Data supplied
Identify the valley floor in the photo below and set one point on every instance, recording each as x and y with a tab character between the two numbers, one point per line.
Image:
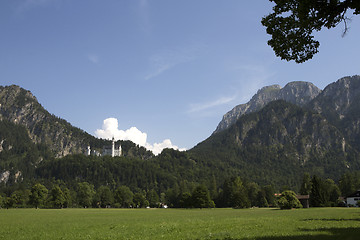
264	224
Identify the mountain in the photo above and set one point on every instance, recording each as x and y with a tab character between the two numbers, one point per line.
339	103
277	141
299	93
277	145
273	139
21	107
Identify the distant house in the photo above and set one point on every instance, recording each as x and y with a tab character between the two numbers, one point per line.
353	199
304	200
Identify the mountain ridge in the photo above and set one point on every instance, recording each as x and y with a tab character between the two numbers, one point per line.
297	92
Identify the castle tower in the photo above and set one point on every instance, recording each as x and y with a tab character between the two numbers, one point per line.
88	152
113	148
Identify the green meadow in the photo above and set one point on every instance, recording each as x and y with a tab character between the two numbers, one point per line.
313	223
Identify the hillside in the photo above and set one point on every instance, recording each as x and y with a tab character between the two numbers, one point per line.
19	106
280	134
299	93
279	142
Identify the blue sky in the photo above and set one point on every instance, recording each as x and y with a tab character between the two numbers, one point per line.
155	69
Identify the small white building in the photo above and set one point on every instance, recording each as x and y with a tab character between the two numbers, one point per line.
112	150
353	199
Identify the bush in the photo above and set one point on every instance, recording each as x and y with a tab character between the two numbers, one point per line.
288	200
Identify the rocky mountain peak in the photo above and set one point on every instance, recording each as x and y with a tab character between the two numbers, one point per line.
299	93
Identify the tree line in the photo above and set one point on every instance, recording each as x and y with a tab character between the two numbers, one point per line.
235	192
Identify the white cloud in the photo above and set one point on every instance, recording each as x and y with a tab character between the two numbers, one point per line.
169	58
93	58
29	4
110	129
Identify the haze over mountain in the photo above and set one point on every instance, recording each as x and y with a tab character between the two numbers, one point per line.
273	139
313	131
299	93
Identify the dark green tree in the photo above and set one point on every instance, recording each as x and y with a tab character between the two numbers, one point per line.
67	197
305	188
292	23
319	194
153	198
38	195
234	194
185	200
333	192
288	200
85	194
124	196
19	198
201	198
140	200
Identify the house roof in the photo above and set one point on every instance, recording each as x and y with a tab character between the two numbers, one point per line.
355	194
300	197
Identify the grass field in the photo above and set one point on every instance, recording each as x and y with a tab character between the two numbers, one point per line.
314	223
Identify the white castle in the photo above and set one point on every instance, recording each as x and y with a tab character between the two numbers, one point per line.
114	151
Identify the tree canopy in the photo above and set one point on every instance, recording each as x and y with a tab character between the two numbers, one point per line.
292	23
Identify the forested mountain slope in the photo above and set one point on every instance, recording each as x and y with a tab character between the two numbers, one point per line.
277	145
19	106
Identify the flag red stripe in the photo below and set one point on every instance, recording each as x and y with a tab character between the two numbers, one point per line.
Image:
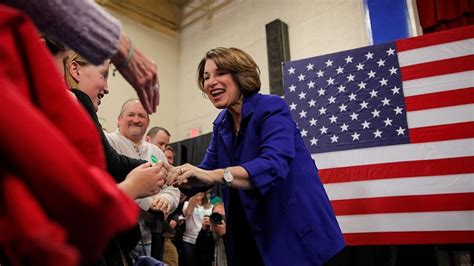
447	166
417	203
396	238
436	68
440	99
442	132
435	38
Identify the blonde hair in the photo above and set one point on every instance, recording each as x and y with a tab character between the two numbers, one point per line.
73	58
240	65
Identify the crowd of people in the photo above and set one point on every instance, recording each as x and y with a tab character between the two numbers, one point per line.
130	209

* * *

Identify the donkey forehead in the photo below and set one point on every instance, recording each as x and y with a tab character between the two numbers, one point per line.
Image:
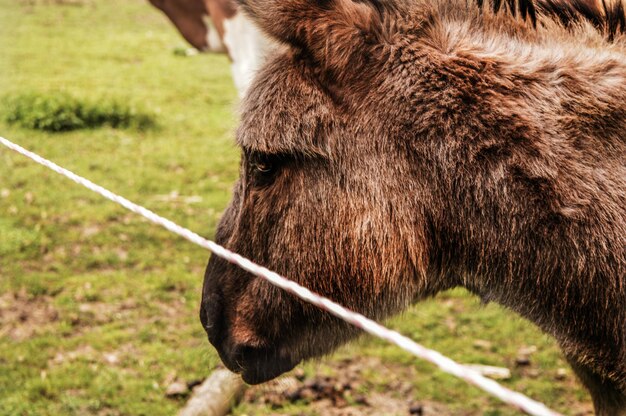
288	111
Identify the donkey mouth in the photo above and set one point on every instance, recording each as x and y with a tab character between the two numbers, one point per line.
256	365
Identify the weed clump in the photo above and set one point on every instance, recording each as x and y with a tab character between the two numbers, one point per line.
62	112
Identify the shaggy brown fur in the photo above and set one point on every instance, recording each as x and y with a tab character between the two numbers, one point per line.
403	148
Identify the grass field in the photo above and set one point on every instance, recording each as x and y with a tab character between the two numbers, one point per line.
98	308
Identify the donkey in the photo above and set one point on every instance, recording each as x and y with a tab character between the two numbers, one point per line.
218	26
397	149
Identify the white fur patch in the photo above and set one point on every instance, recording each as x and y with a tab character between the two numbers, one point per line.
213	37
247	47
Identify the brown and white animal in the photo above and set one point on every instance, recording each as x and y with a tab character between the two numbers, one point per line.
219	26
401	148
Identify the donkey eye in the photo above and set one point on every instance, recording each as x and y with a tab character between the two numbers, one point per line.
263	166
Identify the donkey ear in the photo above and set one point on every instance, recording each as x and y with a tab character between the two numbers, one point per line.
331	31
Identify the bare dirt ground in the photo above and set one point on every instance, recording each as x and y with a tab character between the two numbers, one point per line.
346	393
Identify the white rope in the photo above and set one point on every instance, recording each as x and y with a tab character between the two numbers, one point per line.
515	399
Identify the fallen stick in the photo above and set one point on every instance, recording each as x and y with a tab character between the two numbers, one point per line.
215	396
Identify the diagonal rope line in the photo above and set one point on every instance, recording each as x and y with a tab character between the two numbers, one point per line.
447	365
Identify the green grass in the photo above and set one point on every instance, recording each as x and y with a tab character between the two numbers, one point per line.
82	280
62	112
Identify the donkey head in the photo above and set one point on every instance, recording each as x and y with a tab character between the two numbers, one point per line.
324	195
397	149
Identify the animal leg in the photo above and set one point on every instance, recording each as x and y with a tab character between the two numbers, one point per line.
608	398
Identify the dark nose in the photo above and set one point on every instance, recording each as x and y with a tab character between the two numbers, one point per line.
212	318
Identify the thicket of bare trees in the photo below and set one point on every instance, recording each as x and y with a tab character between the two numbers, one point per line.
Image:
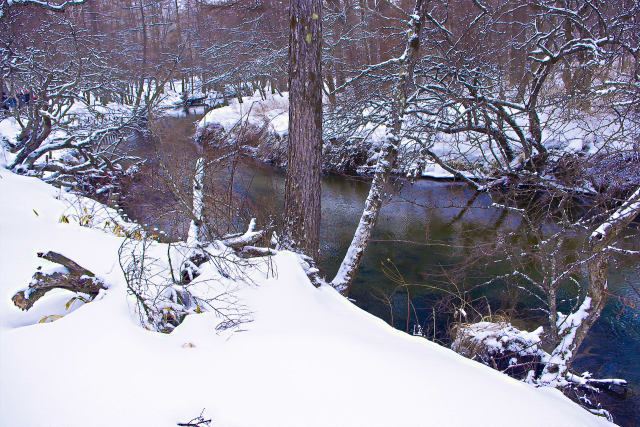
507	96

...

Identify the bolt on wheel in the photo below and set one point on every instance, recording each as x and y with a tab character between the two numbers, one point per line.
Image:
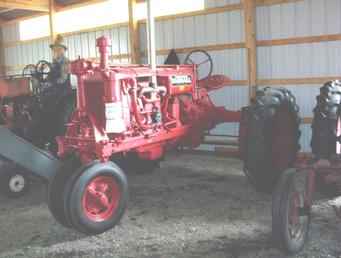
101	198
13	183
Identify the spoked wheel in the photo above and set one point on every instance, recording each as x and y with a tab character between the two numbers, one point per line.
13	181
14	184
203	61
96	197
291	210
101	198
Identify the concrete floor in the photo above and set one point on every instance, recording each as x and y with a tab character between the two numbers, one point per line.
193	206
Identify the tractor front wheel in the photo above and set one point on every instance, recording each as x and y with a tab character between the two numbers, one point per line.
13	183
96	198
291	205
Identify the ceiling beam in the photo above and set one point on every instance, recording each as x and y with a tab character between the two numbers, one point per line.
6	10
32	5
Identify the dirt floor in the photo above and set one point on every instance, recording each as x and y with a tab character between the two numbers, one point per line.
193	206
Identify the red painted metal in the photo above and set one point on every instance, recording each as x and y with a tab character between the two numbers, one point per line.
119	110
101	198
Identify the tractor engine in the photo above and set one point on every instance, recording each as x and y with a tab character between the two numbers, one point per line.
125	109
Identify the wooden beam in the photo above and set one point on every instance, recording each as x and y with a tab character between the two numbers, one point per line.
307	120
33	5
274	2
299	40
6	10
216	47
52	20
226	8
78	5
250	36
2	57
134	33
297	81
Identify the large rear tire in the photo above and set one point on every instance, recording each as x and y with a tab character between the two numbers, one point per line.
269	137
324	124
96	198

Exercise instructions
Pull out each line of the listing above that contains the string "bare", treating uppercase and lowercase as different.

Answer below
Identify the bare dirt ground in the photo above and set one point on every instance, recording each as x and y with a tab character between the two numbers, one point per line.
Identify the thicket of bare trees in the photo below and set one point on every instance, recording each as x and y with a tab character between the two numbers, one point per line.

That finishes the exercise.